Instructions for the task: Reproduce the following blog post about computer lag word for word, from its first sentence to its last.
### Excerpted passage ###
My computer is so old that it doesn't handle Java of Flash very well. This presents a problem when I try to type anything in on Blogger. there is a several second delay from what I've typed to when it appears on the screen. And it sort of drives me nuts. Watching that lag that is.

Lag has always driven me crazy when it comes to using computers. I remember back in the day of playing MUD and just getting frustrated when my character would get killed off due to lag. I guess the new word for it is latency, but I'm not an online gamer so I don't really have to worry about it anymore.

Anyway, it's really not that important but it still drives me bat shit.

It's strange to finally come to the conclusion that I'm at the age now where my peers are at the point of starting all over again sometimes. And I seem to wonder if I've ever started. although this current situation is close enough to a divorce that I don't ever want to go through one. I know enough people who are my age who are either on their second marriage or have or just now got out of their firs. Scary. and yet it's inevitable that at this point it would be common.
### Provided records ###
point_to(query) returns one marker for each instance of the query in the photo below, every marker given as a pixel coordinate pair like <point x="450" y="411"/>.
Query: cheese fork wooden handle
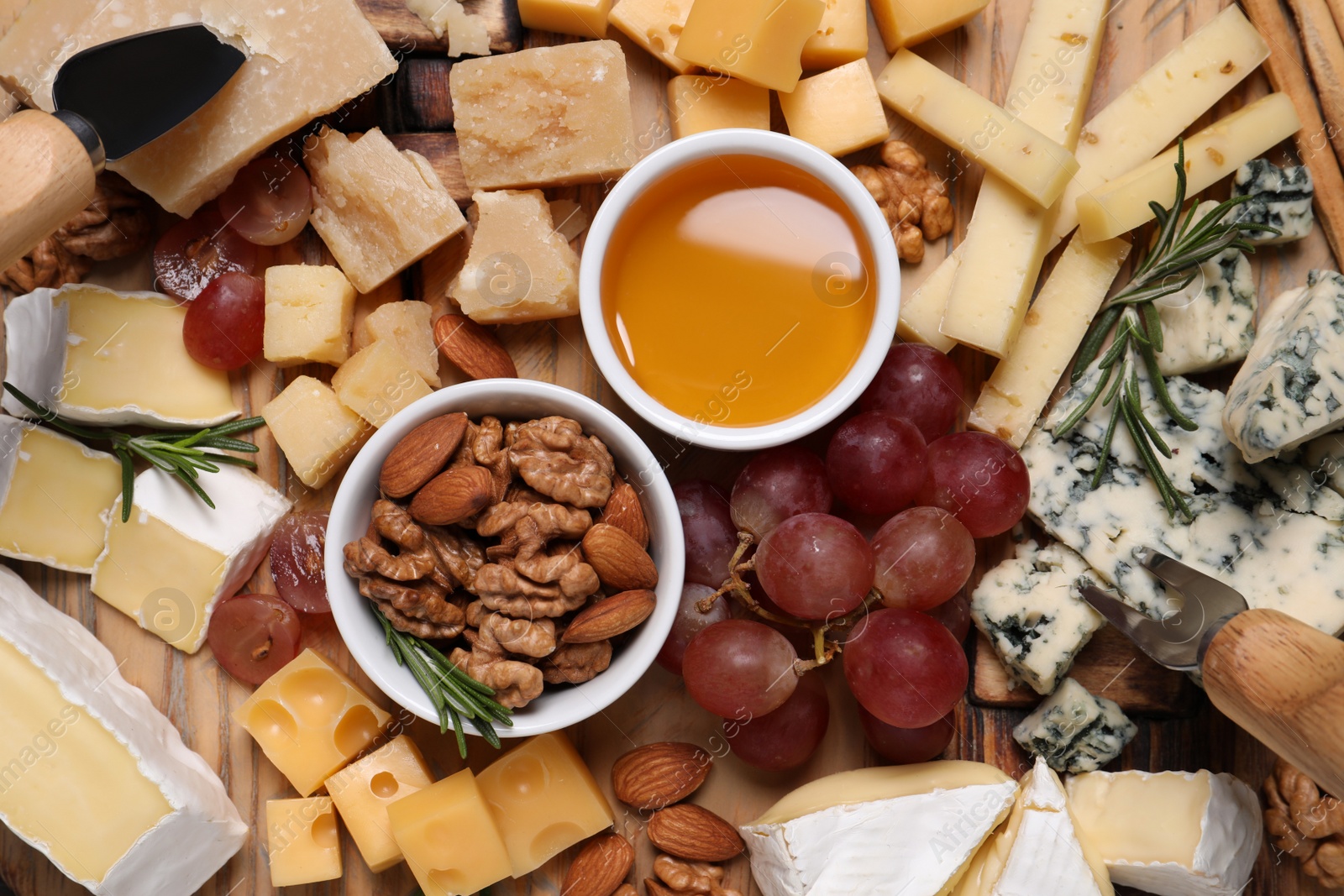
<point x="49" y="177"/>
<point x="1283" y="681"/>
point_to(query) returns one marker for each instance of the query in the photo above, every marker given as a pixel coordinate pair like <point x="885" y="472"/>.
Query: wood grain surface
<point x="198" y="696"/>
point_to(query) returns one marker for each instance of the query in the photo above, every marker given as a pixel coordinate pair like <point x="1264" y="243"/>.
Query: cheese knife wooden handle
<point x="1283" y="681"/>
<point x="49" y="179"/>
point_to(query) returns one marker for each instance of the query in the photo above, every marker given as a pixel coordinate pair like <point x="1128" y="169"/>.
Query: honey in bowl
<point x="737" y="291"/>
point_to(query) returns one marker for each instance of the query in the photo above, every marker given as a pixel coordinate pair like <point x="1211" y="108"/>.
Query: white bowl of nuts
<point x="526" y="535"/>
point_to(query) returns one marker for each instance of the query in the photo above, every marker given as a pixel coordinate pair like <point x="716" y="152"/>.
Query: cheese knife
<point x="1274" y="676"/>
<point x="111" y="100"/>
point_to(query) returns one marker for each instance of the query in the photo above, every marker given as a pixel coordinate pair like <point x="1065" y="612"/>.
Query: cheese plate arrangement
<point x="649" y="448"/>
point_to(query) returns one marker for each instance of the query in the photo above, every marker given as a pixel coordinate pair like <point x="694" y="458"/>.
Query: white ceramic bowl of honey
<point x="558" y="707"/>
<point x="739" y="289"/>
###
### Provided records ###
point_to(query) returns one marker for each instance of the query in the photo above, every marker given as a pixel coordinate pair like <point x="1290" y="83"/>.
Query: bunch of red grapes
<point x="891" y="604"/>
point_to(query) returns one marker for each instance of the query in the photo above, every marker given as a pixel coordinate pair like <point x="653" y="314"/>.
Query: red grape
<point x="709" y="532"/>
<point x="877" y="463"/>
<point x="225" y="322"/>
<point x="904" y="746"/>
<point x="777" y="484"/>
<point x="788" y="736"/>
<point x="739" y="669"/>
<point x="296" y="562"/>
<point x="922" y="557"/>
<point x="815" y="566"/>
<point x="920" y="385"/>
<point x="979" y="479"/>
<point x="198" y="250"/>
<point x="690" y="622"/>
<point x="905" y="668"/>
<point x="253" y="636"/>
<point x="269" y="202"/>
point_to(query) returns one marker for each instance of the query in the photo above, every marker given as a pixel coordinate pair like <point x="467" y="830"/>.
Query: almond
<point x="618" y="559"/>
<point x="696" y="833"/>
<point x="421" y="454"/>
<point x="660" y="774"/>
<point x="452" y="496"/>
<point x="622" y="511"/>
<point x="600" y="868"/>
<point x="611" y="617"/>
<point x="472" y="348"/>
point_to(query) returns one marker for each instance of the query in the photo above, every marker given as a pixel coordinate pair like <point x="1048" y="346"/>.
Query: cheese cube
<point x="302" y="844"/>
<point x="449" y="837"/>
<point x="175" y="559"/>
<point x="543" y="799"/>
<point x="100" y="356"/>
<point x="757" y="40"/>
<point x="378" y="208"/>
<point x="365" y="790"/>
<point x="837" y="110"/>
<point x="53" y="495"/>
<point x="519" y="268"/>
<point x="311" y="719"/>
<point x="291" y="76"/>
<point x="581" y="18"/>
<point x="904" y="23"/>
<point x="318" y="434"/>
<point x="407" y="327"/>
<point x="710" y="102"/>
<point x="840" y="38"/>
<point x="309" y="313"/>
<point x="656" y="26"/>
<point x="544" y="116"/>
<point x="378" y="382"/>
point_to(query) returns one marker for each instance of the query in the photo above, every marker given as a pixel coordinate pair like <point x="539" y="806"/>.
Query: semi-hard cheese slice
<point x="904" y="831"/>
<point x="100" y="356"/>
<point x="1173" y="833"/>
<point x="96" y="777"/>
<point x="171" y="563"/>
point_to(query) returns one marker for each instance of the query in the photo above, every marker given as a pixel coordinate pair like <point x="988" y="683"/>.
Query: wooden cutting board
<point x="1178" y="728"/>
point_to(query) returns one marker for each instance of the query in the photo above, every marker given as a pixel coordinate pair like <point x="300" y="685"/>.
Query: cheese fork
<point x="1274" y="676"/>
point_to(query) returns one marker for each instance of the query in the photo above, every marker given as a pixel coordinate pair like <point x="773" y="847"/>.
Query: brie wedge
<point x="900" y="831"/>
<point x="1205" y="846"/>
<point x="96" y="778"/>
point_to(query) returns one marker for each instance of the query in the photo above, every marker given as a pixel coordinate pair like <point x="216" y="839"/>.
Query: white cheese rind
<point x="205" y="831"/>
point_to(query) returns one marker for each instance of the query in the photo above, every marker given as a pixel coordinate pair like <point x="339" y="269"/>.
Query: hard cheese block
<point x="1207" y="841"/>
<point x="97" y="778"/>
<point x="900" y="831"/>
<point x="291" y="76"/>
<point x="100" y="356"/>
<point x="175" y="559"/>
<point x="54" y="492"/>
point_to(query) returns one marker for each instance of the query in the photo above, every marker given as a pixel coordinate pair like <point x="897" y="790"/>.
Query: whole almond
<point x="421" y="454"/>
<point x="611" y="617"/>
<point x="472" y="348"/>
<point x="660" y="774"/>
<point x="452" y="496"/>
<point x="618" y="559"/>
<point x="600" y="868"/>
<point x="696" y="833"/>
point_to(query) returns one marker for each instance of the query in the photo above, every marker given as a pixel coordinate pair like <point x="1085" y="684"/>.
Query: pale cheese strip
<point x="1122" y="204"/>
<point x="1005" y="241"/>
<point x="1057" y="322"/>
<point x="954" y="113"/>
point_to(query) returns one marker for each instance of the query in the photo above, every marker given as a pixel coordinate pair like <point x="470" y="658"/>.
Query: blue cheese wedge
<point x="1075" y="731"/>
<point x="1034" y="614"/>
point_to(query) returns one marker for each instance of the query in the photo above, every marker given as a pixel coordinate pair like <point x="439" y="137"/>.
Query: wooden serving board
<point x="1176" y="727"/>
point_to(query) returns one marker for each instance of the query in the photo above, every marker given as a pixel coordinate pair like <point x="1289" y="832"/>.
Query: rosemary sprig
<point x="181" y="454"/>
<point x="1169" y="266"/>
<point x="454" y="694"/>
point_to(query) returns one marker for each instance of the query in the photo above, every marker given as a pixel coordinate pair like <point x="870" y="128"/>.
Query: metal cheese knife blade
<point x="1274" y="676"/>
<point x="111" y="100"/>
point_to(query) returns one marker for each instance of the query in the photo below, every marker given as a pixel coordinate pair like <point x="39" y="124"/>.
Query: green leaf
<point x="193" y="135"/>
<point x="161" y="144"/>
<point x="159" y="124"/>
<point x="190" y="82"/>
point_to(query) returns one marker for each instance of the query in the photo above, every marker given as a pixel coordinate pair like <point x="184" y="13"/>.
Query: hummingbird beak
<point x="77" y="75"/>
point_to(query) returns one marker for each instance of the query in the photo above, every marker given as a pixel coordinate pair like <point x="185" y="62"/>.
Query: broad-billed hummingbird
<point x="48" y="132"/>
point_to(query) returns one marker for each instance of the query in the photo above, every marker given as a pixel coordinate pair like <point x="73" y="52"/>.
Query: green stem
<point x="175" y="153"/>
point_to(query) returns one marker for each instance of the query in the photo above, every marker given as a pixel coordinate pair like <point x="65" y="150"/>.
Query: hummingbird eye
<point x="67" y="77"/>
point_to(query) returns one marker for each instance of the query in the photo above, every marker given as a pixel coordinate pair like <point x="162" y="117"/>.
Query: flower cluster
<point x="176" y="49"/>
###
Output of the exercise:
My computer is so old that it doesn't handle Java of Flash very well. This presents a problem when I try to type anything in on Blogger. there is a several second delay from what I've typed to when it appears on the screen. And it sort of drives me nuts. Watching that lag that is.

Lag has always driven me crazy when it comes to using computers. I remember back in the day of playing MUD and just getting frustrated when my character would get killed off due to lag. I guess the new word for it is latency, but I'm not an online gamer so I don't really have to worry about it anymore.

Anyway, it's really not that important but it still drives me bat shit.

It's strange to finally come to the conclusion that I'm at the age now where my peers are at the point of starting all over again sometimes. And I seem to wonder if I've ever started. although this current situation is close enough to a divorce that I don't ever want to go through one. I know enough people who are my age who are either on their second marriage or have or just now got out of their firs. Scary. and yet it's inevitable that at this point it would be common.